Net loss decreased by $37.7 million for the first quarter of fiscal year 2014 as compared to the first quarter of fiscal year 2013. This is primarily due to the recognition of a $65.0 million loss on extinguishment of debt recorded during the first quarter of fiscal year 2014 related to financing transactions completed in that quarter. In addition, interest expense decreased by $11.1 million in the first quarter of fiscal year 2014 as compared to the first quarter of fiscal year 2013 due to the Company’s amendment of its credit facilities during fiscal year 2013 to lower its stated interest rates on these debt instruments, in addition to quarterly principal payments on the Company’s term loan facility reducing its outstanding debt obligations. Further, transaction costs associated with acquisition-related activities were $10.8 million higher in the first quarter of fiscal year 2013 than in the first quarter of fiscal year 2014. Finally, revenue increased by $32.8 million for the first quarter of fiscal year 2014 as compared to the same period in fiscal year 2013 due to the Company’s fiscal year 2013 and 2014 acquisitions and organic growth. These were offset by income tax expense recorded in the first fiscal quarter of 2014 for $8.5 million as compared to an income tax benefit of $36.6 million recorded for the first quarter of fiscal year 2013. There was also a $32.2 million increase in stock-based compensation expense due to common unit grants issued and vested during fiscal year 2013 and 2014 and the re-measurement at fair value of the vested common units.

=== GIVEN INFORMATION ===

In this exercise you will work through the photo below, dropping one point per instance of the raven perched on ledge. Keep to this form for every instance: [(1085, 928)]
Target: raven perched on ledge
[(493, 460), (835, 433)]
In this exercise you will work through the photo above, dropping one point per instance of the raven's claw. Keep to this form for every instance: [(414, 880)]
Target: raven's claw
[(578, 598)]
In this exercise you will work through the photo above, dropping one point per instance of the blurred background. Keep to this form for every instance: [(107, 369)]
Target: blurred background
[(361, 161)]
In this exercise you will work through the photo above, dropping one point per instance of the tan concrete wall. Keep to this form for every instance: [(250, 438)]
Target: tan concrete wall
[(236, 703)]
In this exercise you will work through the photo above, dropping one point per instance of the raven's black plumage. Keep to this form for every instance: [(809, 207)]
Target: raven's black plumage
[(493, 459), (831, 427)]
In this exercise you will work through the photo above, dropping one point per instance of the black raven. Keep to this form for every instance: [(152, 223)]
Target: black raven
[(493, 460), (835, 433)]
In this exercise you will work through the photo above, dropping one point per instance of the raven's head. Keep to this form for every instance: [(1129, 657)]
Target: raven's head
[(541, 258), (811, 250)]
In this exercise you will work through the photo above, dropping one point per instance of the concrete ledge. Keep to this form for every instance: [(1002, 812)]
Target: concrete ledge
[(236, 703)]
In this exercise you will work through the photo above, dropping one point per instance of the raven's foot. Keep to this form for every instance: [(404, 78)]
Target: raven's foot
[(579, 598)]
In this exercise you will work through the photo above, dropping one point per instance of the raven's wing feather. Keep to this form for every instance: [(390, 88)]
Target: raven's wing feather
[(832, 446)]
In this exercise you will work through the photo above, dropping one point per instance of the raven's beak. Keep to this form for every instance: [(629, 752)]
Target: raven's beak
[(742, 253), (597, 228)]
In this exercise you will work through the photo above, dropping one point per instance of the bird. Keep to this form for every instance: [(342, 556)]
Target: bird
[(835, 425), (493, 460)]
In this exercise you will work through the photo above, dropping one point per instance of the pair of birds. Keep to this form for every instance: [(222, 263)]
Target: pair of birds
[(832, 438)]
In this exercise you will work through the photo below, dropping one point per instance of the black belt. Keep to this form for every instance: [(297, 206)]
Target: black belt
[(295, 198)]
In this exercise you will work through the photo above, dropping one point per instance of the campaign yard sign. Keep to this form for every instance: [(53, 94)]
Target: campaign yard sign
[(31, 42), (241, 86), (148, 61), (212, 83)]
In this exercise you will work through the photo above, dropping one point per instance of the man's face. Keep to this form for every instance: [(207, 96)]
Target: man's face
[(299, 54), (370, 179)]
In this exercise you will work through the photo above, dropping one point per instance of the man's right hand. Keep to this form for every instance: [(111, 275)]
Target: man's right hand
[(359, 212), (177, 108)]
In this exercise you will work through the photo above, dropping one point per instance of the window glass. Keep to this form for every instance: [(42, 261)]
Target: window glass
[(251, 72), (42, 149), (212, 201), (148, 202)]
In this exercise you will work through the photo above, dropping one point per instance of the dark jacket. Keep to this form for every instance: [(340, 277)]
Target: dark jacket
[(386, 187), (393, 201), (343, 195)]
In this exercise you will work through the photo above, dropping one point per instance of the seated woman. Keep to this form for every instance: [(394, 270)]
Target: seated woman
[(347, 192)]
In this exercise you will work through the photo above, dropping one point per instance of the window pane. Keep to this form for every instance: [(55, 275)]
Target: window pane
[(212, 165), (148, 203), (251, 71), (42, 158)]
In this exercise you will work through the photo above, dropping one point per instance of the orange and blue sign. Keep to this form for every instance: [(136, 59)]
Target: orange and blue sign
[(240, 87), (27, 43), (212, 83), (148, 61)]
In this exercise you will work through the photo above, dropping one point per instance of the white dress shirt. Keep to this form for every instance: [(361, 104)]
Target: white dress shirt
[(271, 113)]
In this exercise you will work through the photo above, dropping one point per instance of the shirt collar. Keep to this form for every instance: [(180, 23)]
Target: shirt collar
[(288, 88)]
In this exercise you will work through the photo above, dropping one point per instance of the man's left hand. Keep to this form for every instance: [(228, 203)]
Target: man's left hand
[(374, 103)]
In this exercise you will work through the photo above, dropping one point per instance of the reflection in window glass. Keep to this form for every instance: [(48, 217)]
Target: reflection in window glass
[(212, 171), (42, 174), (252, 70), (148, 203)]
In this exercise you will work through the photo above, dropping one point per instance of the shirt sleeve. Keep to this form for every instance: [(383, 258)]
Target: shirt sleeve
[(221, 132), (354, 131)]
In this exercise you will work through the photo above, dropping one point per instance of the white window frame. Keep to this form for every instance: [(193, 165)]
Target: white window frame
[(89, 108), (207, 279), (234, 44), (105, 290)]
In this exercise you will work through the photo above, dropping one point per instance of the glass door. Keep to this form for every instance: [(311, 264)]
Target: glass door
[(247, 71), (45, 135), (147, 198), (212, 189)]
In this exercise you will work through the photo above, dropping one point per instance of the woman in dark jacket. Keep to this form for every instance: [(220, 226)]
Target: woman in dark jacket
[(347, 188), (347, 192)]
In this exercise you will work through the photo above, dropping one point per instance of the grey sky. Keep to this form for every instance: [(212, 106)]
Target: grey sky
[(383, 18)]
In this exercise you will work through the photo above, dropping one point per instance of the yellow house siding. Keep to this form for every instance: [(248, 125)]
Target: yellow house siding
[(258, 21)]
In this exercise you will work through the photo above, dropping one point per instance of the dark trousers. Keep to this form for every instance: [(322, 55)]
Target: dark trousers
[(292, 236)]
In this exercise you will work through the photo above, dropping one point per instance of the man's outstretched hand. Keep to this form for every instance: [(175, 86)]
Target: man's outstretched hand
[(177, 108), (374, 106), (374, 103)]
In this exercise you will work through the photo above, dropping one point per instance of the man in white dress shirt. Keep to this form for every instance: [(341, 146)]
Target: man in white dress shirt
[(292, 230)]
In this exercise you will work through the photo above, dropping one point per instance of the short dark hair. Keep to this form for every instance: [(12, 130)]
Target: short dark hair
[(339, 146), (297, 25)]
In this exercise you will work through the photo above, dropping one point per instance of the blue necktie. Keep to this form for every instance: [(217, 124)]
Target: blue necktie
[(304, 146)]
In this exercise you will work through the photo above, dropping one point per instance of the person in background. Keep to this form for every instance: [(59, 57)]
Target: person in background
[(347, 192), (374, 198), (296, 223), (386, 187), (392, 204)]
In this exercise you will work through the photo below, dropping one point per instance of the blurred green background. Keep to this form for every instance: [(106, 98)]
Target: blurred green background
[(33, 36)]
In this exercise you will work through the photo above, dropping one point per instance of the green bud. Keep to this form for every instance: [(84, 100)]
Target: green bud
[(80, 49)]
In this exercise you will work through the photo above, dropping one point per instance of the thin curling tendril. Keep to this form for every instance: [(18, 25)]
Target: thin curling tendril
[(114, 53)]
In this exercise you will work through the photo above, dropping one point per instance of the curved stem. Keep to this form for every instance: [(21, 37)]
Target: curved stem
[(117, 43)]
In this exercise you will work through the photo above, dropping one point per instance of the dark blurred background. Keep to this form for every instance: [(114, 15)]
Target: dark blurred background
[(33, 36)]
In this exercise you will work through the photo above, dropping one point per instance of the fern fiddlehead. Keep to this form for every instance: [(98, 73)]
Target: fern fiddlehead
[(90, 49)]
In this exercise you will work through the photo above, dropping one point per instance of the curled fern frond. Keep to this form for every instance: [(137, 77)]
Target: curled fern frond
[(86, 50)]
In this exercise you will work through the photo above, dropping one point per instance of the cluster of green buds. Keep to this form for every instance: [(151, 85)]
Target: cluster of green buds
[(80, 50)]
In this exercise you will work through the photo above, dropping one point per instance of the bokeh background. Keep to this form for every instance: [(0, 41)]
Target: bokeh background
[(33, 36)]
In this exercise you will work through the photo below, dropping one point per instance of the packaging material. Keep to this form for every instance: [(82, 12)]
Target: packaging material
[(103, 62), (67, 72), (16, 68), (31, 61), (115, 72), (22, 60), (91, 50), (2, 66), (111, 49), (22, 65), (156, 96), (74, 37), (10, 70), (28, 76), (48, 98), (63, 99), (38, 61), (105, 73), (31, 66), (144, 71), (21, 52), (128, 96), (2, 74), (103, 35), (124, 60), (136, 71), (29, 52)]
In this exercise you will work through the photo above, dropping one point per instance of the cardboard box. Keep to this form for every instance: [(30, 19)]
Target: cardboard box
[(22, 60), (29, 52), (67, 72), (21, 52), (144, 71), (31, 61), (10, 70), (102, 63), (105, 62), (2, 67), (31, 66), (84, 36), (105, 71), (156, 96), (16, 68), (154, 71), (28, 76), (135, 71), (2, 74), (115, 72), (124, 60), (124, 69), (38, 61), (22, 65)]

=== WRITTEN TASKS ===
**A.** Check each statement against the passage on the first-quarter net loss. For each, answer yes or no and quote the words of the passage that decide it. (i) Interest expense fell by $11.1 million in the first quarter of fiscal year 2014 compared with the first quarter of fiscal year 2013. (ii) Acquisition-related transaction costs were higher in the first quarter of fiscal year 2014 than in the first quarter of fiscal year 2013. (iii) The $36.6 million income tax benefit was recorded in the first quarter of fiscal year 2014.
**B.** In the entries, reproduce word for word the stretch from the line containing "instance: [(136, 59)]" through the line containing "[(374, 103)]".

=== EXERCISE RESPONSES ===
**A.**
(i) Yes: "interest expense decreased by $11.1 million in the first quarter of fiscal year 2014 as compared to the first quarter of fiscal year 2013"
(ii) No: "transaction costs associated with acquisition-related activities were $10.8 million higher in the first quarter of fiscal year 2013 than in the first quarter of fiscal year 2014"
(iii) No: "an income tax benefit of $36.6 million recorded for the first quarter of fiscal year 2013"

**B.**
In this exercise you will work through the photo above, dropping one point per instance of the orange and blue sign. Keep to this form for every instance: [(136, 59)]
Target: orange and blue sign
[(240, 87), (27, 43), (212, 83), (148, 61)]
In this exercise you will work through the photo above, dropping one point per instance of the white dress shirt. Keep to this form for every instance: [(361, 104)]
Target: white dress shirt
[(271, 113)]
In this exercise you will work through the photo above, dropping one point per instance of the shirt collar. Keep to this form for every instance: [(180, 23)]
Target: shirt collar
[(288, 88)]
In this exercise you will work through the photo above, dropping one point per instance of the man's left hand. Keep to this form for every instance: [(228, 203)]
Target: man's left hand
[(374, 103)]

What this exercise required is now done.